Aim of the exercise
Reproduce the data below verbatim, beginning with the line that contains "of the nose" and continuing through the last line of the data.

(Dataset rows)
==============================
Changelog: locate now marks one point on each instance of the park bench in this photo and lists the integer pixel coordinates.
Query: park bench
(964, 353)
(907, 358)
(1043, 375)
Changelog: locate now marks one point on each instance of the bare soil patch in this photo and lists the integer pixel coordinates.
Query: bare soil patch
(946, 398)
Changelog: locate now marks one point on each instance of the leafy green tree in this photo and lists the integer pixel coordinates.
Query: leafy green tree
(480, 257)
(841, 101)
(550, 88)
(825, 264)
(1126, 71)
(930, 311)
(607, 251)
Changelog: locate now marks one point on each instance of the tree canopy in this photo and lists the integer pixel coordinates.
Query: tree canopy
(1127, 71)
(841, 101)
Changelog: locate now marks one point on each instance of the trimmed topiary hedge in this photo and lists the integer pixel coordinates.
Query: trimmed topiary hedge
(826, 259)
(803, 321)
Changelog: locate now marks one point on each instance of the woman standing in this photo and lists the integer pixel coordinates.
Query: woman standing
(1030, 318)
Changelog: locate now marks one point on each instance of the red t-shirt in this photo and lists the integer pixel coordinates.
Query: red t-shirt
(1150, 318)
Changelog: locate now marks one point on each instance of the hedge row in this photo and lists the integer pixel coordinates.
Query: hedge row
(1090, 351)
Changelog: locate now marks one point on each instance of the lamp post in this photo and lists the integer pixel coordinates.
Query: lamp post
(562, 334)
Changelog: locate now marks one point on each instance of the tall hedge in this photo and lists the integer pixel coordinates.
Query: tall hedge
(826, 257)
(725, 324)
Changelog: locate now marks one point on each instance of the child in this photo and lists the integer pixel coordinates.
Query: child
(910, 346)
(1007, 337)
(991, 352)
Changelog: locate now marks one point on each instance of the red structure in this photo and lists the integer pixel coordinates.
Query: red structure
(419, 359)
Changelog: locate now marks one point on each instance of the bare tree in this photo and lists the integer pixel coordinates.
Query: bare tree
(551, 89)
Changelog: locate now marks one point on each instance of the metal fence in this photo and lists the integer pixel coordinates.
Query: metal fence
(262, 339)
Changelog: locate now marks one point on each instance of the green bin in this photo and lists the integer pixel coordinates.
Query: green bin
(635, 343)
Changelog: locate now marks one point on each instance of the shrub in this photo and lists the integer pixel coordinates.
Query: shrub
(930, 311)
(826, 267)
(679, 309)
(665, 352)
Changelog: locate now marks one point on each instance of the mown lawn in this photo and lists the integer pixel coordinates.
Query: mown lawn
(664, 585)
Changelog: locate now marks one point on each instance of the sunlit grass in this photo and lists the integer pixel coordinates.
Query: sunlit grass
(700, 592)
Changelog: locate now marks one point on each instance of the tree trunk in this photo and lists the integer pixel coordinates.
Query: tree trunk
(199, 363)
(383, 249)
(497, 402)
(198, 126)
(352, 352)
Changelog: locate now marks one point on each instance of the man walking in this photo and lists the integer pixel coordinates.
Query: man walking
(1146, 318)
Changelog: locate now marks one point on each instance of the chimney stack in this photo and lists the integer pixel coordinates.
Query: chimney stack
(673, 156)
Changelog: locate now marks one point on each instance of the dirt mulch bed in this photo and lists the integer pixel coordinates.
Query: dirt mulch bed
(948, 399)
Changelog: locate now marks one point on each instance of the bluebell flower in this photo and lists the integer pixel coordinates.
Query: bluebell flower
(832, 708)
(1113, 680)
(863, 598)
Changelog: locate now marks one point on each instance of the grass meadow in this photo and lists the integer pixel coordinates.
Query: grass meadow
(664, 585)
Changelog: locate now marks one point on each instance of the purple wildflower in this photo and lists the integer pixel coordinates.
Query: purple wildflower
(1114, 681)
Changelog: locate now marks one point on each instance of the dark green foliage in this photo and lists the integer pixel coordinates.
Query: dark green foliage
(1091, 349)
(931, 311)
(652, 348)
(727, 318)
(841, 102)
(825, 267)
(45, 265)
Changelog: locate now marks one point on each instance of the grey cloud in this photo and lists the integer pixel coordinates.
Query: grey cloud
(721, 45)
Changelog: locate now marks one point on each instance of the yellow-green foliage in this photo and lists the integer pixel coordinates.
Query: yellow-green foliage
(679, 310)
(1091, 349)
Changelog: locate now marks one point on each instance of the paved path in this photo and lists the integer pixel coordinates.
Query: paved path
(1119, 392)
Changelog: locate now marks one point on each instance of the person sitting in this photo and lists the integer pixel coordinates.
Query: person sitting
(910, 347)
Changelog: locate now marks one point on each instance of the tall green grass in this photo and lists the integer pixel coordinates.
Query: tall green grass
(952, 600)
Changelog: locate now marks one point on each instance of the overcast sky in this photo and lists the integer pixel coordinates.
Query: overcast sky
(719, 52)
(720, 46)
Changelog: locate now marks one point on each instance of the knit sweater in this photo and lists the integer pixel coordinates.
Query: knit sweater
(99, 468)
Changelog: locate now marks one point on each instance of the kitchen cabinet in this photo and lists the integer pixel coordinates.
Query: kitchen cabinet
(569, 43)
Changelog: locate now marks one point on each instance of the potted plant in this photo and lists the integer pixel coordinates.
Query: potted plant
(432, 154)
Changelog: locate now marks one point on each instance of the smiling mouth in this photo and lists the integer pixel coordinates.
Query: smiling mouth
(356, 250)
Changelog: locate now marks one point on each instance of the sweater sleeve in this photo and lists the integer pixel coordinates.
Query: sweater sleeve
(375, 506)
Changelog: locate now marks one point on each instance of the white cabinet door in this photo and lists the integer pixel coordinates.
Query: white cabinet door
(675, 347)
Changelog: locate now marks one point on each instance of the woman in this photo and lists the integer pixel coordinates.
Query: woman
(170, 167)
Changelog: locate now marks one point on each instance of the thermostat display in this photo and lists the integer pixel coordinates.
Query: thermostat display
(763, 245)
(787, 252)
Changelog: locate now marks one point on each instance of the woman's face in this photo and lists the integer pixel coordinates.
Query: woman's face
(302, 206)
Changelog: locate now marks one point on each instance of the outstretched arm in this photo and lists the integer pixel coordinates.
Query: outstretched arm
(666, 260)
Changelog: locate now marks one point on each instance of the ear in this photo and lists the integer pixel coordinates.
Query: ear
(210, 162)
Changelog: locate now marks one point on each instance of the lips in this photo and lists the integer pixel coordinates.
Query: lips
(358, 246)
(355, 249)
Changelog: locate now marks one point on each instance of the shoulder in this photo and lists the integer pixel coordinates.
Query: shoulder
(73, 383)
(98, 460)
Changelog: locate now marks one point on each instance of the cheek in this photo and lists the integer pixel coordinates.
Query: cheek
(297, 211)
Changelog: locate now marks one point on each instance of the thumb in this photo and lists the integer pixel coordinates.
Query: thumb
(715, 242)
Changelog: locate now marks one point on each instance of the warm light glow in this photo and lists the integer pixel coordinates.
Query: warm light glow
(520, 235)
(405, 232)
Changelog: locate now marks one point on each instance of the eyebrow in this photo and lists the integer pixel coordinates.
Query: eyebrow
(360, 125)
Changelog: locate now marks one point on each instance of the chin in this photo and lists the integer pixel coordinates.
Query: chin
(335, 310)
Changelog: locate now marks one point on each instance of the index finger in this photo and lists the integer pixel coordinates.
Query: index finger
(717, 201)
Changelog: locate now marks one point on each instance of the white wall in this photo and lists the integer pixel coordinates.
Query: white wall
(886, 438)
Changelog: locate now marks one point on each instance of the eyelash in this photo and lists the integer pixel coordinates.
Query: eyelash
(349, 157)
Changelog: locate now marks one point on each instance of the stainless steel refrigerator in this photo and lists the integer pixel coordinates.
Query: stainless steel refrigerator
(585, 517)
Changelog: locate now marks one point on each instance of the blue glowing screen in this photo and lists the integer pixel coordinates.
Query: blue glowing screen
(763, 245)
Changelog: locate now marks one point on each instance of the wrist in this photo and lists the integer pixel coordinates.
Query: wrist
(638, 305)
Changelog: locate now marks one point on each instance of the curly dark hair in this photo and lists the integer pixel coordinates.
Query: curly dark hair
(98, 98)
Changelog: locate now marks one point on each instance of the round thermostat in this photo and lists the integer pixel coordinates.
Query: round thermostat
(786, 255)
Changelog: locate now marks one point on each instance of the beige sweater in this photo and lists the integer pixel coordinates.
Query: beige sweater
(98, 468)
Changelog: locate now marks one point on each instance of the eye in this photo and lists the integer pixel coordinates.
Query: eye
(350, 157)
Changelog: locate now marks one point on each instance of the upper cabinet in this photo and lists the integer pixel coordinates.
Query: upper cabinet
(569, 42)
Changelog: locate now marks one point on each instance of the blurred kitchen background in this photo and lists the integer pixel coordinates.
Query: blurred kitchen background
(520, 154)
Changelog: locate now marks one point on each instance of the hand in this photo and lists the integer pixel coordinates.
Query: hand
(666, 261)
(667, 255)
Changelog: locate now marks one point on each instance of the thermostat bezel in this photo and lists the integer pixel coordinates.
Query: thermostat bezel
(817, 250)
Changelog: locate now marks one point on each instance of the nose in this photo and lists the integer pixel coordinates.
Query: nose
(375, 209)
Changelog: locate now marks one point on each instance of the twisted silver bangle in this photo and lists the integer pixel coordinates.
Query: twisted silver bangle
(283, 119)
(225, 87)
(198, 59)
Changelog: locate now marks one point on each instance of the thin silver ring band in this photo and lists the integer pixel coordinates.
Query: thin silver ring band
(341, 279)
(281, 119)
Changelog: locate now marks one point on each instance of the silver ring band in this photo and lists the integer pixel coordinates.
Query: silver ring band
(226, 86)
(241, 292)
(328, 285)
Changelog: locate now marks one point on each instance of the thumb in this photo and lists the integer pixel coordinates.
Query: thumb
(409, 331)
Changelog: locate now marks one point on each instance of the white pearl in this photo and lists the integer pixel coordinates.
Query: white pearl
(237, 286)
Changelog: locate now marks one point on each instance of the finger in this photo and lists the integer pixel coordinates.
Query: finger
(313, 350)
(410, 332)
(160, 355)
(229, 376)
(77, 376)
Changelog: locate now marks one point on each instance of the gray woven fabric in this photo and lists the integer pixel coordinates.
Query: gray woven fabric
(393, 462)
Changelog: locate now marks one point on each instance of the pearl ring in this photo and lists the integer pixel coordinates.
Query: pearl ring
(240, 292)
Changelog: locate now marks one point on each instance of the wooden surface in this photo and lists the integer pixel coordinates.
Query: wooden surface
==============================
Exercise answer
Changelog: locate now marks one point on each instance of the nose in this photo and lists the integer pixel coordinates.
Query: nose
(375, 209)
Changelog: locate now marks one point on each instance of the twisted silver bangle in this photo and lists the integer pixel coordinates.
Query: twisted silver bangle
(283, 119)
(225, 87)
(198, 59)
Changelog: locate now marks one point on each instance of the thin silver ring band in this photo and lists the integer pixel coordinates.
Query: thin silver ring band
(341, 279)
(281, 119)
Changelog: locate now marks one point on each instance of the silver ring band in this photo and lists the integer pixel coordinates.
Query: silver ring band
(226, 86)
(241, 292)
(328, 285)
Changelog: locate now marks one point on each instance of the thumb in this photo and lists the integer pixel coordinates.
Query: thumb
(409, 331)
Changelog: locate now marks one point on each instance of the white pearl in this photo and lists the integer pixel coordinates.
Query: white pearl
(237, 286)
Changelog: locate now marks one point on each instance of the finger in this photo and lists the integer pixel coordinates.
Query: finger
(313, 350)
(410, 332)
(160, 355)
(229, 376)
(77, 376)
Changelog: locate now marks one point on each instance of the gray woven fabric in this photo and lists the integer pixel coordinates.
Query: gray woven fabric
(393, 462)
Changelog: locate now marks one point on each instance of the pearl ring in this photo and lists the integer pixel coordinates.
Query: pearl ring
(240, 292)
Changelog: locate now marks one point on each instance of the wooden surface in this photo and lists the integer pixel coordinates.
Query: wooden surface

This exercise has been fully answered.